### INSTRUCTIONS FOR THE TASK:
Of the entries below, return only those lines from the line with "Target: older man in dark suit" to the line with "Target: suit lapel", exactly, both included.

Extracted records:

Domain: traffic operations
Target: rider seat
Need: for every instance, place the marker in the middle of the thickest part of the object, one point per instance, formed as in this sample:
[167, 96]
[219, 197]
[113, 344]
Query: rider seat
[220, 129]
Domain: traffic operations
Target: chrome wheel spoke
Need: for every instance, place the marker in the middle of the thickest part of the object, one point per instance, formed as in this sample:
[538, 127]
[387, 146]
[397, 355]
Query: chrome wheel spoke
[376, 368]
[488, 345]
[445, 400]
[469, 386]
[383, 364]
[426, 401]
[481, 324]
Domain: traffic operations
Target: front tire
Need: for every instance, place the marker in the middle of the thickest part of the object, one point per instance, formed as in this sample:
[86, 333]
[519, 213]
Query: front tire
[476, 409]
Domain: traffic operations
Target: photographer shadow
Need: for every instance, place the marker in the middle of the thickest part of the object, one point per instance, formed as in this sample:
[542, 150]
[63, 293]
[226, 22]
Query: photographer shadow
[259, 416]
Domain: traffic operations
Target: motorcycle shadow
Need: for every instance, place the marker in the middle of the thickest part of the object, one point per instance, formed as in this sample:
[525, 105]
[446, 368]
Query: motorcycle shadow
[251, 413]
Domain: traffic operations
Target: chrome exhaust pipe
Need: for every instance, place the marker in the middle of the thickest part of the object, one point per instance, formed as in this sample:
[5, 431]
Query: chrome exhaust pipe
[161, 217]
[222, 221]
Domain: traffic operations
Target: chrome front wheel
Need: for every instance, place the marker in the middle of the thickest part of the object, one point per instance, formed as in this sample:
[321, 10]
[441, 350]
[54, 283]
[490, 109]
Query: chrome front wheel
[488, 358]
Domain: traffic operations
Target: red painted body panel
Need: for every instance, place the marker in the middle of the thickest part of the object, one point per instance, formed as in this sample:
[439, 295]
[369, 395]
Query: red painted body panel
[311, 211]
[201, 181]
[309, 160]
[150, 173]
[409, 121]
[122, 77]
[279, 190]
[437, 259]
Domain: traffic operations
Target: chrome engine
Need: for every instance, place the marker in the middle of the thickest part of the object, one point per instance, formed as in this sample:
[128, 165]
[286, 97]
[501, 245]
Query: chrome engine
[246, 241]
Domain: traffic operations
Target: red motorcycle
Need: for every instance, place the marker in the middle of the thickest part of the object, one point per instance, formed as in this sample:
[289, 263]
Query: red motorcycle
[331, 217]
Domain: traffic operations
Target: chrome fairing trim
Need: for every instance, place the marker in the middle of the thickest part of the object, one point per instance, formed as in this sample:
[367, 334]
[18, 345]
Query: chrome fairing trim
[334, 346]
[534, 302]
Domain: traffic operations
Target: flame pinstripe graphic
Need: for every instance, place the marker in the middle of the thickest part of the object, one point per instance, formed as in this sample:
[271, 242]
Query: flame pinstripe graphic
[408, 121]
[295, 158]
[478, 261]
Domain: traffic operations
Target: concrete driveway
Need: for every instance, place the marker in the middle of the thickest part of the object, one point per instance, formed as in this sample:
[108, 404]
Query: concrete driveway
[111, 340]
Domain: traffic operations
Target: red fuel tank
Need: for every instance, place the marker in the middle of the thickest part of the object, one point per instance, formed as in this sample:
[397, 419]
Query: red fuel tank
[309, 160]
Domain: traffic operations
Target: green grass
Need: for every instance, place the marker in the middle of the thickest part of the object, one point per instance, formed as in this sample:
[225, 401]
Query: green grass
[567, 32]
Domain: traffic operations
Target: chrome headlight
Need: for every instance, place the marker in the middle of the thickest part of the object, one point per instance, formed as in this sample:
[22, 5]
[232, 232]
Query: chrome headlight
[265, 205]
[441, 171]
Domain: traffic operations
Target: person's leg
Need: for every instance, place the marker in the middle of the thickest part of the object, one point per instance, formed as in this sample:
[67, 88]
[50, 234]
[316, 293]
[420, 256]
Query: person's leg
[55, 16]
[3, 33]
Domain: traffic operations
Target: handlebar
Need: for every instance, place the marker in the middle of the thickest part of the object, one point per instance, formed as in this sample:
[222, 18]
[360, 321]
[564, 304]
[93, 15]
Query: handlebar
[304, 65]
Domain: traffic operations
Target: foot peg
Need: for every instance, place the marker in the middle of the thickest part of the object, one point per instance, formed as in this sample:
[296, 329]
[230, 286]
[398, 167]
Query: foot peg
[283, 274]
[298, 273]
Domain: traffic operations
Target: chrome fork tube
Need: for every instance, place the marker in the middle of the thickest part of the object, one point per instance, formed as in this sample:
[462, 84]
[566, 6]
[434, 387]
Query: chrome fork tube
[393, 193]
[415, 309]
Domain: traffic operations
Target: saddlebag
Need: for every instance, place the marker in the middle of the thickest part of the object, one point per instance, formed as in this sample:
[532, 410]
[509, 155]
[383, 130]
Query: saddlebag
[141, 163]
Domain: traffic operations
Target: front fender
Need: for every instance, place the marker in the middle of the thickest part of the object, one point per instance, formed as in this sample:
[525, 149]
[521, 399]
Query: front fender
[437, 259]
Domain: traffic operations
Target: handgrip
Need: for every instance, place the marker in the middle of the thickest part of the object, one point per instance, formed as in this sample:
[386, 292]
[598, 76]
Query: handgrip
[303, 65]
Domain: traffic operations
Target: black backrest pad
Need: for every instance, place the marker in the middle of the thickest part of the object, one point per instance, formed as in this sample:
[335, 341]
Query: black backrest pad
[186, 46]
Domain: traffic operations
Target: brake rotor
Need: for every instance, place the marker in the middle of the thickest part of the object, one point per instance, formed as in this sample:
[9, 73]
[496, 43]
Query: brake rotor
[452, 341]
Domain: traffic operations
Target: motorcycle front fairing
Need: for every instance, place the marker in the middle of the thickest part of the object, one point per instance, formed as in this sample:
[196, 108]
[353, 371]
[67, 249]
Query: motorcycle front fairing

==

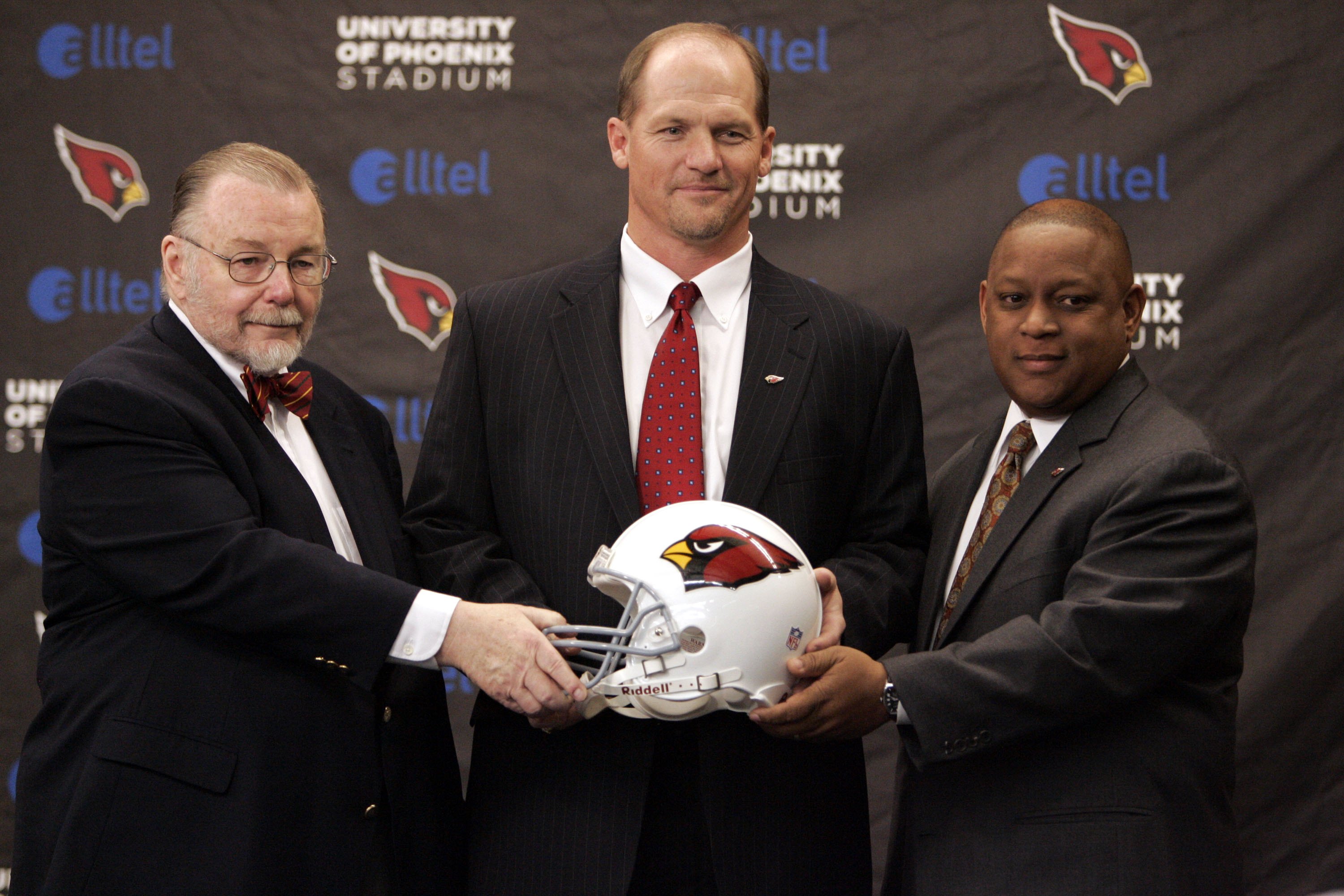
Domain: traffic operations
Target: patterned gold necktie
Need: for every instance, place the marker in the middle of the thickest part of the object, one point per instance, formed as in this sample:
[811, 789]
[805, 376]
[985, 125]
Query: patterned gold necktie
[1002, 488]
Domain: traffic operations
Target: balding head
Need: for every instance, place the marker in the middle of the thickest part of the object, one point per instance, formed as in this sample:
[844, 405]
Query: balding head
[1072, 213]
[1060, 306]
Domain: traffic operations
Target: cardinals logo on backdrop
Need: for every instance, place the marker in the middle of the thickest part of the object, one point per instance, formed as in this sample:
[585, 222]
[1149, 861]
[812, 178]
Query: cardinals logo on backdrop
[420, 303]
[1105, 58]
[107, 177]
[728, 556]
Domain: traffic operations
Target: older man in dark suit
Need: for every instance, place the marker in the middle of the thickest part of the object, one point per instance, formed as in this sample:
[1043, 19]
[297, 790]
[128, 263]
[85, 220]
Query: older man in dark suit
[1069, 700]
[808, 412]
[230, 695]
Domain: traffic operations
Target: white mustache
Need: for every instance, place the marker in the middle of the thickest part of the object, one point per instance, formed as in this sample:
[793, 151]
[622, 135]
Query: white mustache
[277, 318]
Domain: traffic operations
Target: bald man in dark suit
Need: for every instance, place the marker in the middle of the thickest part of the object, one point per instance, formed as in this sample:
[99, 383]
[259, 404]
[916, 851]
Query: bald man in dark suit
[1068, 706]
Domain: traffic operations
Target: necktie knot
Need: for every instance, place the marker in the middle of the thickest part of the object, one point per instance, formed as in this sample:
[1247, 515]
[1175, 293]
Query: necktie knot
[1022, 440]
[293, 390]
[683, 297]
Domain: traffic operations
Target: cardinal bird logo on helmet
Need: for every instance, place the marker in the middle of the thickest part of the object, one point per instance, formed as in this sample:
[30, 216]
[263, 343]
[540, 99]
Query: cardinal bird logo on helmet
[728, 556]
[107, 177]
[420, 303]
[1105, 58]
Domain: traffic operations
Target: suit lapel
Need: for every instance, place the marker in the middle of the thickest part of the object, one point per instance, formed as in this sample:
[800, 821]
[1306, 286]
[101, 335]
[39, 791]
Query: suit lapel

==

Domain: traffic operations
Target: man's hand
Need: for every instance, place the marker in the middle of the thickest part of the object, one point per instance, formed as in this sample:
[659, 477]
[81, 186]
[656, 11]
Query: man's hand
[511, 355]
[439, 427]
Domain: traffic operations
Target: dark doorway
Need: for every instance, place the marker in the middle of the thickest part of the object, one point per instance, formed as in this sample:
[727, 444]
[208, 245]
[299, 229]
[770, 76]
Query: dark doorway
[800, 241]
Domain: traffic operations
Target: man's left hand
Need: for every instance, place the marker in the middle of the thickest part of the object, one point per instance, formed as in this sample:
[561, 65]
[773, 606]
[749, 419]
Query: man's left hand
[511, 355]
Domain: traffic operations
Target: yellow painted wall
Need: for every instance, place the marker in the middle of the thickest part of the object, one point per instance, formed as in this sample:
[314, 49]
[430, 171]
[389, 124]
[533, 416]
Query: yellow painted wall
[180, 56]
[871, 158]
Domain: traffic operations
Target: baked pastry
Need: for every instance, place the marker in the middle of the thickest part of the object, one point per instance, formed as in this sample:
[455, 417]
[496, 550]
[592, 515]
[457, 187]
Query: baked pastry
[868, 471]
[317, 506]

### SOLUTION TO THE PROBLEM:
Target: older man in dark suit
Need: for every instance, place the marker in the middle of the thickest part of the object, one point per instance, formed as in this sample:
[1043, 19]
[297, 790]
[128, 263]
[85, 220]
Query: older man in dark suit
[1069, 700]
[808, 412]
[230, 695]
Domain: traffic operations
Target: white mustache
Need: for every instance, place the marker in the middle of the thickest part of the object, one point per instance, formed as in this sample:
[793, 151]
[622, 135]
Query: white mustache
[277, 318]
Domain: traffic operations
Target: bald man in dark suit
Need: for every instance, place the marker in the middle of the thickest part of the object, one point per instance, formed as in this sample:
[99, 383]
[259, 404]
[916, 851]
Query: bald man in dark suit
[1068, 706]
Domain: traffic operations
Target: necktie knot
Need: for every instance, place the marker in the middle of the thickest part of the object, one point per instance, formed as in this sample:
[1247, 515]
[1175, 293]
Query: necktie knot
[1022, 440]
[293, 390]
[683, 297]
Domain: traffic operations
Target: cardinal bird logo on helmet
Need: for every instance, place the marker in the middle of the thickest part of the object, one point per instance, formed as in this sample:
[30, 216]
[263, 343]
[540, 99]
Query: cardinal bird logo on helmet
[728, 556]
[107, 177]
[420, 303]
[1105, 58]
Domain: traffic operations
Target: suit lapel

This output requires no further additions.